*** INFORMATION GIVEN ***

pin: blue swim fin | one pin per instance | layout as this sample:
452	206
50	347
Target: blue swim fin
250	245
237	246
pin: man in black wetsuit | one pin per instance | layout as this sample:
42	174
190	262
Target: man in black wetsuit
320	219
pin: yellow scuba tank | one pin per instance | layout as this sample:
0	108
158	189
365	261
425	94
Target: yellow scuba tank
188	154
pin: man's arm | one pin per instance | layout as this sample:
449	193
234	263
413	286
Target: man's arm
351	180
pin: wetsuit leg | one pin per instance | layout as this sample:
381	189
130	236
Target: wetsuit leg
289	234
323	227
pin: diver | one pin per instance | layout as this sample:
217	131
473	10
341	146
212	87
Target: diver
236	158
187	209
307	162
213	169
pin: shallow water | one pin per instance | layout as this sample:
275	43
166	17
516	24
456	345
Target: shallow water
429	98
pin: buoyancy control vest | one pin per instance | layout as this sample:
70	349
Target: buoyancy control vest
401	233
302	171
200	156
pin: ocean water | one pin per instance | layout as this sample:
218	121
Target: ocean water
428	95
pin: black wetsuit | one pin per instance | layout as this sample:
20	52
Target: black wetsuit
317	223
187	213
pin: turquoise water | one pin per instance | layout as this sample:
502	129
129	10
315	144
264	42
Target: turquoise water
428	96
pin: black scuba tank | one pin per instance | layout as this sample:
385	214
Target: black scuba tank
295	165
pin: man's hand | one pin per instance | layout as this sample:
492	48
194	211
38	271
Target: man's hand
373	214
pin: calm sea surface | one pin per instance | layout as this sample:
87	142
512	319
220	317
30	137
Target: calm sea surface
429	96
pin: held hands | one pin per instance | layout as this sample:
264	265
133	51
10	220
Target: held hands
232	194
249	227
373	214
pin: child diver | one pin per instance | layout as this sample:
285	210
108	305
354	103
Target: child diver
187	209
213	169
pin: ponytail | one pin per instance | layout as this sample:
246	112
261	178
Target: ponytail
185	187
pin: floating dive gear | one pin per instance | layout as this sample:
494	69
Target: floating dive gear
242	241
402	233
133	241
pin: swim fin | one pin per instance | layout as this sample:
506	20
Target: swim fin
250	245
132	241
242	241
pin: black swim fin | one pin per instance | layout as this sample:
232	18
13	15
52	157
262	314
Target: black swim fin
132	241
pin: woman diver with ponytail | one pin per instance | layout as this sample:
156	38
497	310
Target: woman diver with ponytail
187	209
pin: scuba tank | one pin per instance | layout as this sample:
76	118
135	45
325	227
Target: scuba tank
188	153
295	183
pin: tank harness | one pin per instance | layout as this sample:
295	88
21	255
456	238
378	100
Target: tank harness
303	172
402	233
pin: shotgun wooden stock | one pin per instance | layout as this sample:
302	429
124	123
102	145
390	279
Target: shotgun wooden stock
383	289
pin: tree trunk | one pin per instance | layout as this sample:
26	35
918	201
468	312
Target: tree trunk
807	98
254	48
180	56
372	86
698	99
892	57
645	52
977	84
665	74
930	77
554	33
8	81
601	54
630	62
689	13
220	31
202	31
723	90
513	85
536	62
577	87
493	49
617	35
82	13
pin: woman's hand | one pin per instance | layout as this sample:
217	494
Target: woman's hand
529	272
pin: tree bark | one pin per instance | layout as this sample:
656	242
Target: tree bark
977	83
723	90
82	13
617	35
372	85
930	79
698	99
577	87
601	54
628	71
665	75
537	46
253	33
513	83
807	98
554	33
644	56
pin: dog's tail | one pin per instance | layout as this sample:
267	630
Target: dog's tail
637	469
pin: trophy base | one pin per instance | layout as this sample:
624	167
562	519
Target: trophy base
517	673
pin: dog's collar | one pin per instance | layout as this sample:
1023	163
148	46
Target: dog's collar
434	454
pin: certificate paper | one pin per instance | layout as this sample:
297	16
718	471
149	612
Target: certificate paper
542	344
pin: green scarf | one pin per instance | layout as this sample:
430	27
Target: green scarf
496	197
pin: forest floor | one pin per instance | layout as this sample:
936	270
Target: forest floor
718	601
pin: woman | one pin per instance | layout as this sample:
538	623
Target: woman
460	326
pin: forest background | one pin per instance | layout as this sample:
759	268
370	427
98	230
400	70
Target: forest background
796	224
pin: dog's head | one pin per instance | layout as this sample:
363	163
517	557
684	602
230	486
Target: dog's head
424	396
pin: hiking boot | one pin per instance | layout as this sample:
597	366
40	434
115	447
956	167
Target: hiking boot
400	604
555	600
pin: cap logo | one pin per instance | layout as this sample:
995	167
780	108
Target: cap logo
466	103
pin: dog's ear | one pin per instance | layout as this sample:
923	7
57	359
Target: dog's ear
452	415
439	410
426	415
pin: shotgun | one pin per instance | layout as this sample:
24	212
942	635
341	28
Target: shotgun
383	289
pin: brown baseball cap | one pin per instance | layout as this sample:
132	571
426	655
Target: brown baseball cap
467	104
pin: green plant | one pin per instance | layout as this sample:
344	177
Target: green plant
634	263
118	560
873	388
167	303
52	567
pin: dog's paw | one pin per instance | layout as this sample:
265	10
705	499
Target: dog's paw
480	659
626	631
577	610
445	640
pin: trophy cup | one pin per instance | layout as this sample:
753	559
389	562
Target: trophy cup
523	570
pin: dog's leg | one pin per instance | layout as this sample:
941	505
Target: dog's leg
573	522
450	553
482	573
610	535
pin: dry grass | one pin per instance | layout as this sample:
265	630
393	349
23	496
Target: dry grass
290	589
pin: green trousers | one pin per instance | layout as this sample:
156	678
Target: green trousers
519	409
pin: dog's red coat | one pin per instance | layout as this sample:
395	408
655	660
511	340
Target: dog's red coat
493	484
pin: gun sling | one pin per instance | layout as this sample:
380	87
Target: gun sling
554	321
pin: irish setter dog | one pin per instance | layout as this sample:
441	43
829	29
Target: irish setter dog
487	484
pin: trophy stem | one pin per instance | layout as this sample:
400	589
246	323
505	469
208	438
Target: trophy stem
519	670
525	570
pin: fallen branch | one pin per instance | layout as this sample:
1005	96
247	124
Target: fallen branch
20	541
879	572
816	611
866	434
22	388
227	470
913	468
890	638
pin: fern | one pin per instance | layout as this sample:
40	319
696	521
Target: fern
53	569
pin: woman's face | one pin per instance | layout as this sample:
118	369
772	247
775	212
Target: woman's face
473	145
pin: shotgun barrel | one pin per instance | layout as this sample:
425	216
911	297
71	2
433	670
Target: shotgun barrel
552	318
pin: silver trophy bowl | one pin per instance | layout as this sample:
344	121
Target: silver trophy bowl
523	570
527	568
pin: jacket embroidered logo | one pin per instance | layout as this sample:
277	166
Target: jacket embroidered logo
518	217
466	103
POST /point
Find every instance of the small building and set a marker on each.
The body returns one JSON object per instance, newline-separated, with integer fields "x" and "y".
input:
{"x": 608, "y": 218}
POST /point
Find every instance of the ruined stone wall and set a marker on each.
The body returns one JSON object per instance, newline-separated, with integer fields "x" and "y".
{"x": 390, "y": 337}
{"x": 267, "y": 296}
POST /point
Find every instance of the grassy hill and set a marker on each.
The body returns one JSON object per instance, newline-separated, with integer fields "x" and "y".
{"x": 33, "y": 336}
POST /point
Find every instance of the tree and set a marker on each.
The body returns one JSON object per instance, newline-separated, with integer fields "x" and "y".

*** End of INFORMATION GIVEN ***

# PROBLEM TO SOLVE
Write out the whole listing exactly as it stands.

# EXERCISE ANSWER
pin: blue swim fin | one pin per instance | layout as this sample:
452	206
50	347
Target: blue swim fin
250	245
237	246
pin: man in black wetsuit | one pin per instance | layout as this sample:
42	174
190	262
Target: man in black wetsuit
320	219
pin: yellow scuba tank | one pin per instance | layout as this sample:
0	108
158	189
365	261
425	94
Target: yellow scuba tank
188	154
pin: man's arm | one pin per instance | layout as this sample:
449	193
234	263
413	286
Target: man's arm
351	180
pin: wetsuit leg | one pin per instance | layout as this sample:
381	189
130	236
Target: wetsuit leg
289	234
323	227
pin: diver | one pin per instance | layout as this sample:
217	131
473	10
341	146
212	87
Target: diver
236	158
187	209
307	162
213	169
pin: shallow water | one pin per instance | layout as this sample:
275	43
166	17
516	24
456	345
Target: shallow water
429	98
pin: buoyancy control vest | one pin per instance | layout as this sample:
70	349
Target: buoyancy control vest
401	233
302	171
200	156
pin: ocean water | one pin per instance | layout as this sample:
218	121
Target: ocean water
428	95
pin: black wetsuit | one pin per instance | layout as this sample:
20	52
Target: black wetsuit
317	223
187	213
pin: turquoise water | one pin per instance | layout as this sample:
502	129
129	10
315	144
264	42
Target: turquoise water
428	96
pin: black scuba tank | one pin per instance | layout as this sample:
385	214
Target: black scuba tank
295	165
pin: man's hand | one pin per instance | layout as this sample:
492	48
194	211
38	271
Target: man's hand
373	214
pin: calm sea surface | one pin per instance | layout as this sample:
87	142
512	319
220	317
30	137
Target: calm sea surface
429	96
pin: held hands | one pin per instance | layout as this sample:
264	265
133	51
10	220
Target: held hands
232	194
249	227
373	214
pin: child diver | one pin per instance | layout as this sample:
285	210
108	305
354	103
Target: child diver
187	209
213	169
pin: ponytail | one pin per instance | layout as this sample:
246	112
261	178
Target: ponytail
185	187
pin: floating dive gear | one pin per instance | layout as this sample:
494	69
Target: floating dive gear
242	241
402	233
133	241
pin: swim fin | one pin per instance | layout as this sample:
506	20
Target: swim fin
250	245
132	241
242	241
pin: black swim fin | one pin per instance | layout as this sample:
232	18
13	15
52	157
262	314
Target: black swim fin
132	241
pin: woman diver with ponytail | one pin per instance | layout as this sample:
156	38
497	310
Target: woman diver with ponytail
187	209
pin: scuba tank | one pin per instance | layout as this sample:
76	118
135	45
325	227
Target: scuba tank
188	153
295	183
pin: tank harness | one pin per instance | layout as this sample:
295	88
21	255
456	238
378	100
Target: tank harness
303	172
402	233
pin: shotgun wooden stock | one pin per instance | layout as this sample:
302	429
124	123
102	145
390	279
Target: shotgun wooden stock
383	289
pin: tree trunk | one pin per instance | layout as this sample:
26	35
918	201
468	312
Target: tree trunk
807	98
254	48
180	56
372	86
698	99
892	57
645	52
977	84
665	74
930	77
554	33
8	81
601	54
630	62
689	13
220	31
202	31
723	90
513	85
536	62
577	87
493	49
617	35
82	13
pin: woman's hand | one pin per instance | layout as this sample:
217	494
Target: woman's hand
529	272
pin: tree bark | one pin per instance | layout as this sample:
656	242
Target: tree bark
977	83
723	90
82	13
617	35
372	85
930	79
698	99
577	87
601	54
628	71
665	75
537	46
253	33
513	83
807	98
554	33
644	56
pin: dog's tail | one pin per instance | layout as this sample:
267	630
Target: dog's tail
637	469
pin: trophy base | one pin per instance | layout as this sample:
624	167
562	519
Target: trophy base
517	673
pin: dog's collar | one pin per instance | layout as this sample:
1023	163
148	46
Target: dog's collar
434	454
pin: certificate paper | one pin per instance | layout as this sample:
297	16
718	471
149	612
Target: certificate paper
542	344
pin: green scarf | one pin per instance | layout as this sample:
430	27
Target: green scarf
496	197
pin: forest floor | one pin per instance | layout as this sample:
936	270
Target: forest floor
718	601
pin: woman | one pin per instance | layout as this sample:
538	623
Target: woman
460	326
pin: forest background | one pin per instance | layout as this sample:
759	268
370	427
98	230
400	70
Target: forest background
796	224
pin: dog's head | one pin per instance | layout as this sample:
363	163
517	557
684	602
230	486
Target: dog's head
424	396
pin: hiking boot | one pin per instance | layout as this sample:
597	366
40	434
115	447
956	167
Target: hiking boot
400	604
555	600
pin: cap logo | one pin per instance | layout as this sample:
995	167
780	108
Target: cap logo
466	103
pin: dog's ear | one pin per instance | layout as this sample:
923	7
57	359
Target: dog's ear
452	415
439	410
426	415
pin: shotgun | one pin per instance | layout as this sample:
24	212
942	635
341	28
Target: shotgun
383	289
pin: brown baseball cap | one pin per instance | layout as this sample:
132	571
426	655
Target: brown baseball cap
467	104
pin: green plant | one pin per instance | layout as this sample:
344	177
Target: green plant
634	263
118	560
873	388
167	303
52	567
pin: dog's paw | one pin per instance | layout as this sample:
265	10
705	499
Target: dog's paw
480	659
626	631
577	610
445	640
pin: trophy cup | one pin per instance | layout as this sample:
753	559
389	562
Target: trophy cup
523	570
pin: dog's leg | one pin per instance | layout as this sample:
941	505
Target: dog's leg
573	522
450	553
482	573
610	535
pin: dry grass | one pin per instance | layout as this sample:
265	630
393	349
23	496
Target: dry grass
290	589
pin: green trousers | one pin per instance | layout as this sample:
156	678
Target: green trousers
519	409
pin: dog's red coat | one pin per instance | layout as this sample:
395	408
655	660
511	340
Target: dog's red coat
493	484
pin: gun sling | one pin per instance | layout as this sample:
380	87
Target: gun sling
554	321
pin: irish setter dog | one pin per instance | layout as this sample:
441	43
829	29
Target: irish setter dog
487	484
pin: trophy stem | one pin per instance | layout as this sample:
400	589
246	323
505	469
208	438
Target: trophy stem
519	670
525	570
pin: fallen branch | one pin per instance | layout as this sample:
1005	96
247	124
Target: fallen branch
20	541
879	572
816	611
866	434
22	388
227	470
913	468
890	638
pin: fern | one pin per instance | layout as this sample:
40	319
696	521
Target: fern
53	569
pin: woman's face | one pin per instance | layout as this sample:
118	369
772	247
775	212
Target: woman's face
473	145
pin: shotgun barrel | one pin per instance | layout as this sample:
425	216
911	297
71	2
433	670
Target: shotgun barrel
552	318
pin: silver trophy bowl | one pin per instance | layout as this sample:
344	121
Target: silver trophy bowl
523	570
527	568
pin: jacket embroidered logo | one pin per instance | layout as this sample:
277	166
Target: jacket embroidered logo
518	217
466	103
POST /point
Find every instance of the small building and set a marker on each.
The body returns one JSON object per instance, newline-separated, with integer fields "x" and "y".
input:
{"x": 608, "y": 218}
POST /point
Find every instance of the ruined stone wall and set a marker on each.
The body returns one JSON object per instance, newline-separated, with integer fields "x" and "y".
{"x": 390, "y": 337}
{"x": 267, "y": 296}
POST /point
Find every instance of the grassy hill and set a marker on each.
The body returns one JSON object per instance, newline-separated, with integer fields "x" and "y".
{"x": 33, "y": 336}
POST /point
Find every instance of the tree and set a marker on each.
The body returns one JSON object per instance, newline-separated, with integer fields "x" and "y".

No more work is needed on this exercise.